[Problem] Write each line out again exactly as written.

[Coordinate annotation records]
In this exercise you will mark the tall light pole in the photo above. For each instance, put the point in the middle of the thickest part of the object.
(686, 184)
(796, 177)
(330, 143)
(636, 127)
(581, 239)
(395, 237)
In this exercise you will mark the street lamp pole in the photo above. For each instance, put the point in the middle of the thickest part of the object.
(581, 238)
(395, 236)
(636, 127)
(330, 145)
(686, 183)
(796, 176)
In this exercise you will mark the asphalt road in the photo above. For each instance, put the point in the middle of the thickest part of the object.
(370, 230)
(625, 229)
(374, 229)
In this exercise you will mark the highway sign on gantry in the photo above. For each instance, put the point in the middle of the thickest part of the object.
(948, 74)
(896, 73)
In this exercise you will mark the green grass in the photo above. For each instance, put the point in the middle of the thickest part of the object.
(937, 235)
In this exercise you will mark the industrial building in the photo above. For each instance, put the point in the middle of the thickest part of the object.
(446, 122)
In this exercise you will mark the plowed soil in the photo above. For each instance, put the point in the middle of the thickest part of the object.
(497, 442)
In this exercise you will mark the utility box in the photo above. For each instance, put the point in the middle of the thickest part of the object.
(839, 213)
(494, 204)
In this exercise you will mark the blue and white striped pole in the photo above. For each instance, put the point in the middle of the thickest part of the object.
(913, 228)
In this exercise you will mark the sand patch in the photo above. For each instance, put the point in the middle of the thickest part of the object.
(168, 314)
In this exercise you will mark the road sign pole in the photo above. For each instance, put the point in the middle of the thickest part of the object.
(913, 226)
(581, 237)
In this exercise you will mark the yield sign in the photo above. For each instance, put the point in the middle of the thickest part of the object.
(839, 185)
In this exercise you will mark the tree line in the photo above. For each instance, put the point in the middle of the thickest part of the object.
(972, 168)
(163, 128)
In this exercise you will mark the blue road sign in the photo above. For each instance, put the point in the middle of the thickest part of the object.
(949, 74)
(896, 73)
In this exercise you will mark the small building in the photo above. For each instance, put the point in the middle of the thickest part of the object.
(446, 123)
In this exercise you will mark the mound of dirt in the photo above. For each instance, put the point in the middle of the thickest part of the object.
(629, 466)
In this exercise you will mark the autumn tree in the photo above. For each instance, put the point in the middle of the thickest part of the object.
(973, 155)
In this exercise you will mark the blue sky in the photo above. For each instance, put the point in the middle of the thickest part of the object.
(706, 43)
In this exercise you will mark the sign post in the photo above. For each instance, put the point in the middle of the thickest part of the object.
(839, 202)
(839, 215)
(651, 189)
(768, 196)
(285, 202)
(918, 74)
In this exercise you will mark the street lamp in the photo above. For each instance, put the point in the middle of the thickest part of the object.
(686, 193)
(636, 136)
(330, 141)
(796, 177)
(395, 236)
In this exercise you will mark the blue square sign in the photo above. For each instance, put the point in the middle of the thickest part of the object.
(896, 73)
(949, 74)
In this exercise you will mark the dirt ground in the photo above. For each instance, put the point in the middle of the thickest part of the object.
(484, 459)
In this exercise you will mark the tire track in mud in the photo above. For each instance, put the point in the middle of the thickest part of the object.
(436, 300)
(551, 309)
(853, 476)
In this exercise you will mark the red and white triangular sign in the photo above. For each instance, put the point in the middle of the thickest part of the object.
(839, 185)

[Reply]
In this exercise you will mark the tall light pole in the photo above. For each instance, put the point in the middle of the thickest part of the object.
(686, 184)
(796, 177)
(330, 143)
(636, 127)
(581, 239)
(395, 237)
In this exercise you will mark the street lamp pole in the photo above. For each instance, put the point in the middle of the thickest part of the object.
(581, 238)
(395, 236)
(636, 127)
(330, 145)
(686, 183)
(796, 176)
In this exercise you will mark the asphalt road in the photo above. For each instance, put the point in the middle of the thickest part of the object.
(370, 230)
(625, 229)
(374, 229)
In this exercise you will mark the highway sign on gantry in the photo above. For each instance, put the point in the middle of the thickest part of the object.
(948, 74)
(896, 73)
In this exercise you will mark the green grass in the photo above. For each instance, put the point in the middle of the thickest part of the object.
(937, 235)
In this exercise you will mark the industrial building in the photo above. For each instance, put the point in the middle of the thickest part of the object.
(446, 122)
In this exercise you will mark the plowed soil in the photo above. For each instance, put the point in the middle of the thickest part of the object.
(497, 442)
In this exercise you will mark the utility box in the photo above. For each instance, put the point in the middle of the thickest part of the object.
(839, 213)
(494, 204)
In this exercise you will mark the blue and white striped pole in the photo above. For each instance, put the point in the middle of the thickest part of the object.
(913, 228)
In this exercise you will mark the sand patch in the photo above. For each instance, put the point in the middle of the thickest part of the object.
(168, 314)
In this exercise you will mark the road sign pole in the photo above. For each instance, put the point in the middle of the thickest part of the object.
(913, 226)
(581, 237)
In this exercise you will mark the yield sign in the photo above. For each instance, put the point in the middle of the thickest part of the object.
(839, 185)
In this exercise you will mark the tree line in the photo above. For each instance, put the point in the middle of the thickest part of the object.
(972, 168)
(163, 128)
In this exercise you will mark the blue road sign in the photo above. For each instance, put the point in the middle of the thickest part of the object.
(949, 74)
(896, 73)
In this exercise you will mark the small building in the photo above. For each instance, put the point in the middle of the thickest part of the object.
(446, 123)
In this exercise you will mark the mound of dirt in the photo above. For each instance, put the point in the middle of the thickest part of the object.
(629, 466)
In this exercise you will mark the autumn tree in the photo above. For each instance, put the point in the middle of the thickest part of the object.
(973, 155)
In this exercise you will mark the blue sky in the photo above. For each instance, put the point in the middle of the thickest part of the object.
(706, 43)
In this exercise you will mark the sign post in the photo above. For each instance, put the point in the middle of the thickest part of the object.
(839, 202)
(839, 215)
(651, 189)
(768, 196)
(285, 202)
(918, 74)
In this exercise you will mark the street lamp in the photo above. For each instance, put the point in the middle of the thickest part of the object.
(686, 193)
(636, 136)
(330, 141)
(796, 177)
(395, 236)
In this exercise you will mark the blue square sign in the photo above. For each instance, put the point in the middle of the thickest part of the object.
(896, 73)
(949, 74)
In this exercise you will mark the dirt ground in the photo above. For each instance, put the point in the middle of the thickest part of the object.
(484, 459)
In this exercise you will mark the tire track in mud in the photo above. For each instance, put the point in the middle of the thickest part of the object.
(436, 300)
(551, 309)
(853, 476)
In this exercise you will mark the red and white triangular sign in the photo above. For each instance, put the point in the middle of the thickest part of the object.
(839, 185)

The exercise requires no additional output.